In the copy, keep every record exact and leave out all images.

Location identification items
>>>>>

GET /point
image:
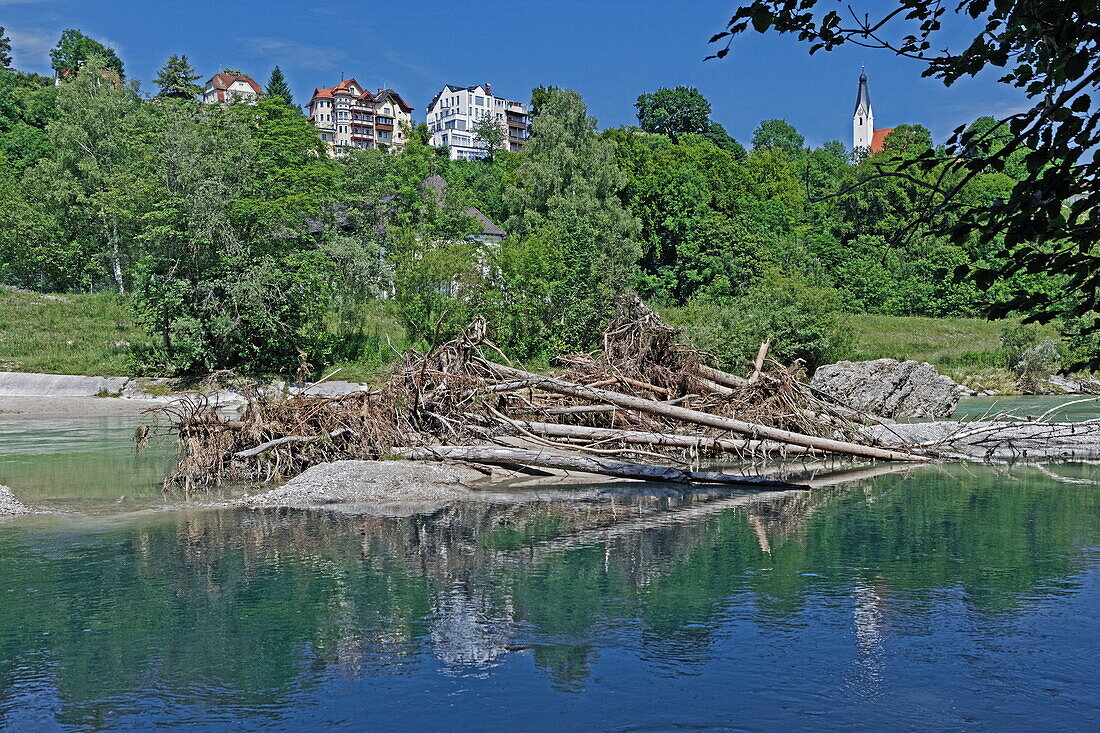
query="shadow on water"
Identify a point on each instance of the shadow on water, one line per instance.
(931, 597)
(78, 462)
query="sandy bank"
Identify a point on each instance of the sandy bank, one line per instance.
(370, 487)
(72, 406)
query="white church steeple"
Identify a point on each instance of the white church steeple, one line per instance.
(862, 119)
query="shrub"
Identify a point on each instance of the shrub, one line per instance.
(1030, 354)
(801, 321)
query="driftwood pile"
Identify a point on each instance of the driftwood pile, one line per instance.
(645, 394)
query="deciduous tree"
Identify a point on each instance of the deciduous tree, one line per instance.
(1051, 48)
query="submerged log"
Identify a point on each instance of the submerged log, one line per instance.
(587, 465)
(648, 438)
(683, 414)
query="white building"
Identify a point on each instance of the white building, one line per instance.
(865, 139)
(453, 113)
(349, 117)
(228, 87)
(862, 119)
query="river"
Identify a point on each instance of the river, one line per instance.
(939, 597)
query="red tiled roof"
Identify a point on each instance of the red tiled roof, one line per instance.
(223, 81)
(879, 139)
(383, 94)
(343, 87)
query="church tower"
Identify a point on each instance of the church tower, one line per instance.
(862, 119)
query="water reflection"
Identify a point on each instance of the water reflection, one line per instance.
(848, 599)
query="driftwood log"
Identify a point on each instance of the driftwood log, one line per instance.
(685, 415)
(648, 438)
(586, 465)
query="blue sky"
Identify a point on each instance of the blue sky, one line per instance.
(609, 51)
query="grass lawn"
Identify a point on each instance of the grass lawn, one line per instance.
(65, 334)
(91, 335)
(945, 342)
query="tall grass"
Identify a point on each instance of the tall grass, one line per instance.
(66, 334)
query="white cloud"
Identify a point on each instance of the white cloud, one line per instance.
(292, 53)
(30, 47)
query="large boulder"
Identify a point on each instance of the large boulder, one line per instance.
(889, 387)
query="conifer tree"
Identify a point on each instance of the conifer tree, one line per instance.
(277, 88)
(567, 215)
(4, 50)
(177, 79)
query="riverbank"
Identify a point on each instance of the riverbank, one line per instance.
(94, 335)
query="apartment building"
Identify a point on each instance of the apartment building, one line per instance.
(349, 117)
(454, 112)
(228, 87)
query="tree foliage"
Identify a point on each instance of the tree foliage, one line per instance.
(573, 243)
(673, 112)
(176, 79)
(1049, 50)
(277, 88)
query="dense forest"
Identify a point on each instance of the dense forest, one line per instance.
(239, 243)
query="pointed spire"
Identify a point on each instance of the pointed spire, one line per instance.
(864, 97)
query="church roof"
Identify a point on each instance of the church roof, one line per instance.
(879, 139)
(864, 97)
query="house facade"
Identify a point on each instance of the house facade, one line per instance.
(348, 117)
(230, 87)
(454, 112)
(865, 139)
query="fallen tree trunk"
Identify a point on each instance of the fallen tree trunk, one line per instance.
(647, 438)
(290, 438)
(586, 465)
(721, 376)
(697, 417)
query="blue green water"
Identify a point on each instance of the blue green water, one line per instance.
(939, 598)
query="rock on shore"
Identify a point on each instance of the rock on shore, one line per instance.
(10, 505)
(350, 485)
(890, 387)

<<<<<

• _THE RESULT_
GET /point
image:
query="shadow on water"
Identify a point on each instance of the shadow on water, one line per instance.
(931, 597)
(78, 462)
query="sandy bank"
Identify a point on each instance of the sandy bank, one line per instance.
(370, 487)
(72, 406)
query="white church steeple"
Identify a point on each instance of the white church steeple, one line per instance.
(862, 119)
query="shrub"
Identify a point on each instance of the shrub, one line per instance.
(1030, 354)
(801, 321)
query="driftwood pile"
Identify a point on each instance of the driftwood pile, one line per instance.
(645, 394)
query="deciduous tree"
Identify a point on each instance of the deciduous tree, one line per instance.
(1051, 48)
query="submerged log"
Identify a point on each instance of the submerged log, one line per instance.
(587, 465)
(648, 438)
(683, 414)
query="white building"
Identify a point on each instance of the white building, one line per instance.
(865, 139)
(453, 113)
(349, 117)
(228, 87)
(862, 119)
query="river"
Identify a point on each instance of the river, one line per instance.
(939, 597)
query="red tiled roof"
Identify a point on each instance of the red tiled roof, one line per instance.
(223, 81)
(879, 139)
(383, 94)
(343, 87)
query="church tower"
Identify a point on each instance of the church tower, one line per instance.
(862, 119)
query="water reflection"
Identify a point on each instance of the water reflection, one line per instance.
(848, 599)
query="driftwood log"
Identify a point on each instance of the driftwood log, one line per instance.
(685, 415)
(648, 438)
(586, 465)
query="blue sky"
Identify a point on each instance of the blue sky, one line per instance.
(609, 51)
query="grass lawn"
Identify a point on each instance of the grass lawn, one line per instance.
(65, 334)
(91, 335)
(945, 342)
query="tall grass"
Identify a point on each instance of the tall grass, one line per instance.
(66, 334)
query="white cloud"
Identify a point on each instance of the white cloud, one line per instance.
(292, 53)
(30, 47)
query="large boulder"
Identify a point on each instance of the large boulder, one line per instance.
(889, 387)
query="conifer tree"
Identify a point on each instance of the conifer tree, one line per instance.
(277, 88)
(567, 215)
(4, 50)
(177, 79)
query="riverbank"
Identify a point on each instance of the riverbank, one line per instance.
(94, 335)
query="apartment building"
Identify a point on each instance of the apartment building, one line per instance.
(349, 117)
(454, 112)
(228, 87)
query="tree foliage"
Identify a point on each instance of the tree foliage, one line per instance.
(573, 243)
(673, 112)
(176, 79)
(1049, 50)
(277, 88)
query="dense forest"
Identify a point on each instance of the dense forest, one line per instance.
(239, 243)
query="pointed spire"
Identify a point on each instance of the pointed spire, one line per instance.
(864, 97)
query="church roof"
Identify a point on each instance of the church roof, one line per instance.
(879, 139)
(864, 97)
query="house facade"
Identify a point on each instance of the house facade, one line per instance.
(348, 117)
(230, 87)
(454, 112)
(865, 139)
query="fallen tree trunk"
Identify a point on each instance of the fallen tree trunk, one line per instance.
(647, 438)
(290, 438)
(586, 465)
(721, 376)
(697, 417)
query="blue green water"
Identify a point on each instance of the blue green water, one line per instance.
(939, 598)
query="rock on shore"
Identify a point on each instance of the rock on shore, one line per instance.
(10, 505)
(350, 485)
(890, 387)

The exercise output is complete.